■ Task objective:
From the entries that follow, copy every line with the word "sandy".

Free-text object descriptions
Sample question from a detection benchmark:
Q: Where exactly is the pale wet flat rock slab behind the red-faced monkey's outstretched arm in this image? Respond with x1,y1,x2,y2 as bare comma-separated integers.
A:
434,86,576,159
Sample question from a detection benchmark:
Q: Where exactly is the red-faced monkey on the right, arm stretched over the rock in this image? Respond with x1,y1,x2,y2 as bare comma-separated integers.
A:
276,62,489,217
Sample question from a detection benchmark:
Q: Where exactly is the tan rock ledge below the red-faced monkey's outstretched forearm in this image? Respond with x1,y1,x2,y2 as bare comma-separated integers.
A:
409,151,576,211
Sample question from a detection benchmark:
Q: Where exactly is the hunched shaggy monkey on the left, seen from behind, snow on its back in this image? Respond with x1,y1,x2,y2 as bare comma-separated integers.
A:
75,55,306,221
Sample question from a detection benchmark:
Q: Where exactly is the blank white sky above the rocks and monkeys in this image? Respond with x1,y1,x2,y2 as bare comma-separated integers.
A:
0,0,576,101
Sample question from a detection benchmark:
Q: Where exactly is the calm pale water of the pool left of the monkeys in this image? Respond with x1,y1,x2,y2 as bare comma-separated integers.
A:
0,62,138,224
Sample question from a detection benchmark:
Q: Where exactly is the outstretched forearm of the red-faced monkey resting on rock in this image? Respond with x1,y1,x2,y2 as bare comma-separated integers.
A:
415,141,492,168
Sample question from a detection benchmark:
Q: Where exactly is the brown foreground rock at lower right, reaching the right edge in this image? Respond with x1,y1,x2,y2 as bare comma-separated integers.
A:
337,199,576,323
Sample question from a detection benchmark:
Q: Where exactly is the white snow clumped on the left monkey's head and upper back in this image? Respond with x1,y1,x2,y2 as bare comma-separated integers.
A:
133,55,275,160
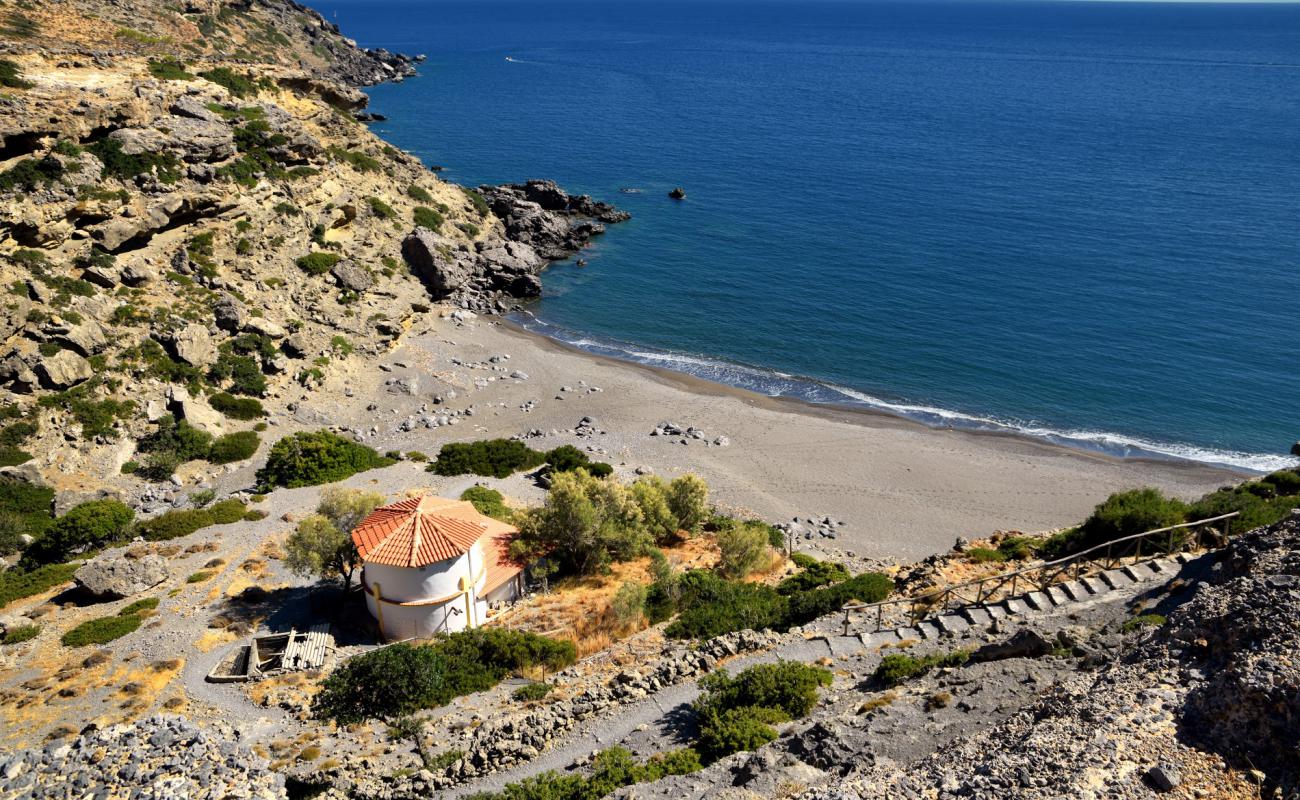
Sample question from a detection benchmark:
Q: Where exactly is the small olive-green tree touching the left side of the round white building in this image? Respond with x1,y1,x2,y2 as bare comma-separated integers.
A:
285,489,384,592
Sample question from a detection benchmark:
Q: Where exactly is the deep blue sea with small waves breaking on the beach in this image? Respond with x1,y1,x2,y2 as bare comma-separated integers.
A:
315,0,1300,470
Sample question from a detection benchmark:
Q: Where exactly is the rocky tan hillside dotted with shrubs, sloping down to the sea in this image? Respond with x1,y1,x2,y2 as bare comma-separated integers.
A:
0,0,625,494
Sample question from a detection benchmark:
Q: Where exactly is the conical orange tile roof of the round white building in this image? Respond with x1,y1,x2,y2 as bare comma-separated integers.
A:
352,496,501,567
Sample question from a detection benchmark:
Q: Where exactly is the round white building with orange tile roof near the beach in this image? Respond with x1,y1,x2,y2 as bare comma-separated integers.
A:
352,496,524,639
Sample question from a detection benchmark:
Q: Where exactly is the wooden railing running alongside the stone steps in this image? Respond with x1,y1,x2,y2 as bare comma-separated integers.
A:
842,511,1239,636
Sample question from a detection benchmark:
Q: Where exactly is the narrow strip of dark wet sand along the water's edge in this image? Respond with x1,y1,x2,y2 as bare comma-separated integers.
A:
497,312,1265,480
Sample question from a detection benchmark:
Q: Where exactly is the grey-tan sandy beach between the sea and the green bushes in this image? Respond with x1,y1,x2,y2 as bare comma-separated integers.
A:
241,309,1242,559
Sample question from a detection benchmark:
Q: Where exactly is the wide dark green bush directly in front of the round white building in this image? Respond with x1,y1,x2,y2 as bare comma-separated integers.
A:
313,628,575,725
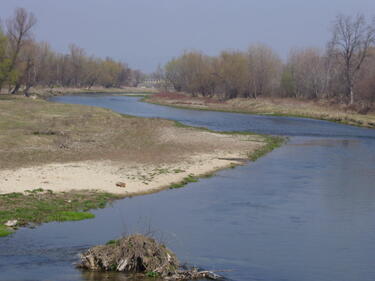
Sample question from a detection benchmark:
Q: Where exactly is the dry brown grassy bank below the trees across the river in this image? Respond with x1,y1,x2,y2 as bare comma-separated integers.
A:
147,94,375,128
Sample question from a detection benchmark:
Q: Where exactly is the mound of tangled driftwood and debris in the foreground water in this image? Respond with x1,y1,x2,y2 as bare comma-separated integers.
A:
78,234,221,280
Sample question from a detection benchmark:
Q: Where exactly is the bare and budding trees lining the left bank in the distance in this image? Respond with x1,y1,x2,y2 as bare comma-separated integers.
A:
0,8,144,95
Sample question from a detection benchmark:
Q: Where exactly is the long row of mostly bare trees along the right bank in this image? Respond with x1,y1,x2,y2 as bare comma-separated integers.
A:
164,15,375,106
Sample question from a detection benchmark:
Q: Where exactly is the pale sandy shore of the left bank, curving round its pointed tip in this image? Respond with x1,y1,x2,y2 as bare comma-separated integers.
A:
0,128,265,195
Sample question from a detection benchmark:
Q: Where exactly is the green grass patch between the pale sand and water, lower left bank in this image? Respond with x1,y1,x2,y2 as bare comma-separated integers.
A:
0,189,121,237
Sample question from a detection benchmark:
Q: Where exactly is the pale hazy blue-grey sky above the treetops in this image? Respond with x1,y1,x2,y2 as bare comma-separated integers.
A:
0,0,375,72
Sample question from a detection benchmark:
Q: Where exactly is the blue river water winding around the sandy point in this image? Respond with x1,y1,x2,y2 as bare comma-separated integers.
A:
0,95,375,281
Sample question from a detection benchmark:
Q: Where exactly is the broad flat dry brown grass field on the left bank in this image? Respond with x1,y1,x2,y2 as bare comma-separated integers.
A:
0,95,217,169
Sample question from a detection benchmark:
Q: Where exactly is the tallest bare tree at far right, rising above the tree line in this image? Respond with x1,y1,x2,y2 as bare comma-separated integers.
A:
329,15,375,104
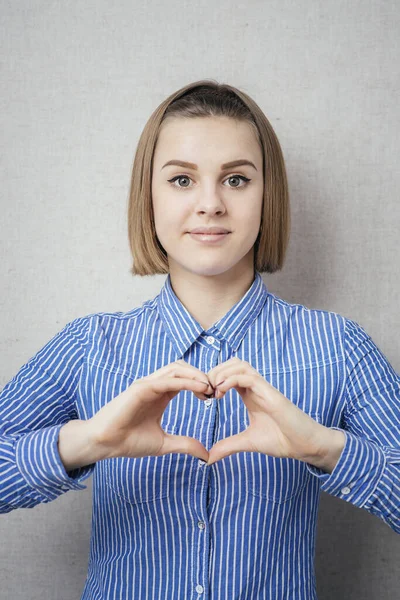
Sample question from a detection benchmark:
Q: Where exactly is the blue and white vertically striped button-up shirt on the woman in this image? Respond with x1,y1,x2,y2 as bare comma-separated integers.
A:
0,272,400,600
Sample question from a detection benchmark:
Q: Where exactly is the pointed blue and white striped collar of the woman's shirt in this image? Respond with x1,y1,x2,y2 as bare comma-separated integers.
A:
157,271,268,358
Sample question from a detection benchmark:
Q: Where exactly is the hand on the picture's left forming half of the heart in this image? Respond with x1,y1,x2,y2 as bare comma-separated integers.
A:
86,360,214,461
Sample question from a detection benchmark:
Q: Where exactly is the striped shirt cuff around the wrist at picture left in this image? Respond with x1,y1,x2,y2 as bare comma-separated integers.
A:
15,424,95,501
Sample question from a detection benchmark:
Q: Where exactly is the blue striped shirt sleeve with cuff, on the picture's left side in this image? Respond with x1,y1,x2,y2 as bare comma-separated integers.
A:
0,317,94,513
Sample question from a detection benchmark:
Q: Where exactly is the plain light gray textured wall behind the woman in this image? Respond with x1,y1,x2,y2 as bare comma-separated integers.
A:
0,0,400,600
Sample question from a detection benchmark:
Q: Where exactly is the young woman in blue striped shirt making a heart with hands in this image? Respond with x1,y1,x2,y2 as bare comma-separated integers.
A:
0,80,400,600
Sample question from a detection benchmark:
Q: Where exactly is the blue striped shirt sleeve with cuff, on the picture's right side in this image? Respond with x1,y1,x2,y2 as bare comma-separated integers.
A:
306,319,400,534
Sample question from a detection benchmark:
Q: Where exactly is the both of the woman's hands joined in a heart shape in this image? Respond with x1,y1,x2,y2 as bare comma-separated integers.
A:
79,358,344,469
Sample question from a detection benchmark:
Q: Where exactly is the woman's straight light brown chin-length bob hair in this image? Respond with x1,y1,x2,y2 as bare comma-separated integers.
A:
128,79,290,276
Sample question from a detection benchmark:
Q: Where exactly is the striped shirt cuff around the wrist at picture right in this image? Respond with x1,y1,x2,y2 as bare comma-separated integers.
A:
306,427,386,508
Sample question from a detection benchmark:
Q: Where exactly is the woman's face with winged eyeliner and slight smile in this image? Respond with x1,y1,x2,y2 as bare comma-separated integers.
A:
152,117,264,276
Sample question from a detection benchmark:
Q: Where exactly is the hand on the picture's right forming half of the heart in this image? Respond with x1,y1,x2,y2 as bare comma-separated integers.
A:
207,357,327,465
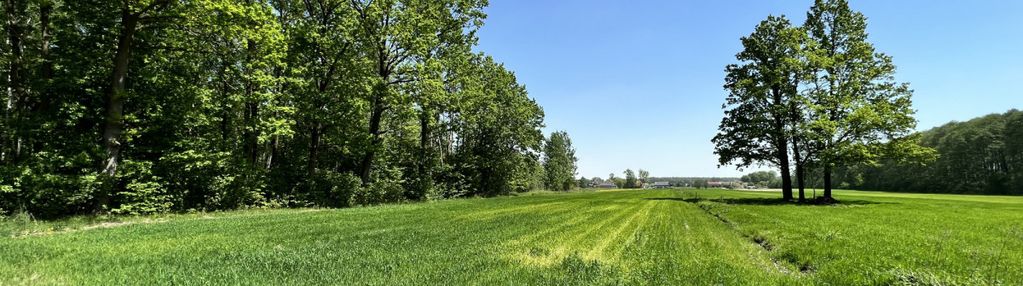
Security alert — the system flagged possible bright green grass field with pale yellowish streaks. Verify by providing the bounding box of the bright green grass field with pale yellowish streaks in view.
[0,190,1023,285]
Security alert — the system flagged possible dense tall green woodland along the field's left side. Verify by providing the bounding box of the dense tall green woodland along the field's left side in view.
[0,0,574,218]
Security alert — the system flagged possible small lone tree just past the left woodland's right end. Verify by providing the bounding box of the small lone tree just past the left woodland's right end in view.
[543,131,577,191]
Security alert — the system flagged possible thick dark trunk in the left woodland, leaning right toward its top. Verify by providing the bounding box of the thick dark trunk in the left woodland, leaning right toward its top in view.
[102,8,139,177]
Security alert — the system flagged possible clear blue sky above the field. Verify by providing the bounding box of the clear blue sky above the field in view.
[479,0,1023,178]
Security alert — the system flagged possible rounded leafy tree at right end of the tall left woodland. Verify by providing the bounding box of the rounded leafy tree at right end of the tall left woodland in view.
[453,55,543,196]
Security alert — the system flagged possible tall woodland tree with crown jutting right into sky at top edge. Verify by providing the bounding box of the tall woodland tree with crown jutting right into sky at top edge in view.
[352,0,485,184]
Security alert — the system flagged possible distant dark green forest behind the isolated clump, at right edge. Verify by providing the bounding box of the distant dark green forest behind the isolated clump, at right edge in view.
[838,109,1023,195]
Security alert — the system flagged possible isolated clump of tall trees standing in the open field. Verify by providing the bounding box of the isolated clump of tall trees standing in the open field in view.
[712,0,933,202]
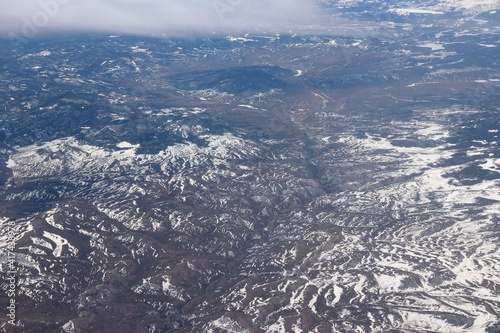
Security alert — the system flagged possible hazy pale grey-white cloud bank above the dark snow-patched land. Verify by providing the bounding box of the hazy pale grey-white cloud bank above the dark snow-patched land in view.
[0,0,318,34]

■ Exercise result:
Q: Where exactly is the grey-tan sandy beach between the sea and the green bushes in this image? Respond with x1,y1,x2,y2 as bare comma-separated integers.
Q: Where exactly is the pale sandy shore of the left bank, curving round its pointed tip in this image? Respond with x1,y1,x2,y2 as bare comma-separated integers.
Q: Where exactly is the blue river water winding around the sandy point in this image? Respond with x1,y1,x2,y2 as bare comma-separated integers.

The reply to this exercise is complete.